** Start PASSAGE GIVEN **

Video footage of the aftermath of the 9/11 attacks on New York which was filmed from space is to be broadcast in full on British TV for the first time.

The footage, in which a huge plume of smoke is seen stretching from the site of the devastated World Trade Centre towers, was captured from the International Space Station by astronaut Frank Culbertson.

Hours after the attack Mr Culbertson went on to discover his friend Chic Burlingame was one of the pilots killed during the 2001 attacks when his airliner was hijacked by terrorists.

In the Channel 4 film, part of a season of programmes about space which detail the realities of astronauts' lives, he is shown playing the Taps bugle call - which signals the end of the day for US military personnel - on a trumpet in tribute to his friend later that day.

The channel's Live From Space season next week will feature documentaries about astronauts, building up to a two-and-a-half-hour live broadcast from the ISS and Mission Control in Houston, Texas, which will feature a full 90-minute orbit of Earth.

Short clips from the film of the attacks on New York were released by Nasa to mark the tenth anniversary in 2011, but the film has not been seen in full with Mr Culbertson's commentary and his bugle call.

The creative director of the Channel 4 project, Tom Brisley, said: "Not every frame has been seen before, so every frame that was shot on that day is in the show."

Executive producer Sally Dixon said: "It's the first time we have had it in that form with Frank talking us through it. If that had been in a movie you'd have gone, 'oh come on, that guy's got a trumpet?'. But reality is stranger than fiction sometimes."

It will feature in the documentary Astronauts: Houston We Have A Problem for which programme-makers have been given access to Nasa footage of some of the difficulties in space over the years.

They include film of Italian astronaut Luca Parmitano, who was close to drowning when his helmet filled with water during a space walk and he had to feel his way back to the airlock to decompress before he was able to remove the helmet, causing colleagues to fear for his life.

During other filming for the documentary - to be screened on Thursday March 13 - there was a real-life emergency on the station when a cooling system failed, forcing the crew to make two space walks to fix it.

Ms Dixon said: "Suddenly a valve went on a coolant pump outside and they had to shut down power to half the station to power down a lot of equipment, so we were there filming our general stuff and they let us in on meetings of all these various teams.

"They work out how will they do the space walk, people are practising in the big pool with a model of the space station underwater because it's very like microgravity.

"It was just an amazing coincidence that we happened to be filming - no space walks were filmed for Rick (Mastracchio), Koichi (Wakata) and Mike's (Hopkins) mission. It was incredible to see the teamwork that went on to work out what needed to be done and how they would do it.

Another film, Living In Space, to be shown on Wednesday, looks at the impact on the astronauts and their families and how they cope.

The live programme, Live From Space: Lap Of the Planet, will be screened on Sunday March 16, presented by Dermot O'Leary and veteran astronaut Mike Massimino, whose achievements have included fixing the Hubble telescope.

Mr Brisley, the executive producer for production company Arrow Media, said of the season: "We'd seen our early images of space from the 60s and this felt like a real opportunity to do something fresh and different and to show the warts and all approach to living in space.

"What's it really like to be living on a space station where, in a totally alien world, it's the most extreme place that humans inhabit? It would be fascinating to lift the lid and show what it was really like living in space."

He added: "When it became clear that the space station makes an orbit of Earth every 92 minutes it just felt like a perfect journey for a two-hour live programme."

** End PASSAGE GIVEN **
** Start SUPPLIED MATERIAL **

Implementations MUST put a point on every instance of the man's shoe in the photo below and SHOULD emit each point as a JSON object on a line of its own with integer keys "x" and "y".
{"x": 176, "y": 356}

** End SUPPLIED MATERIAL **

TASK DIRECTIONS.
From the article on the Channel 4 space season, list every individual programme named by title, each with the broadcast day the article gives for it.

OUTPUT FOR THIS EXERCISE.
- Astronauts: Houston We Have A Problem: Thursday March 13
- Living In Space: Wednesday
- Live From Space: Lap Of the Planet: Sunday March 16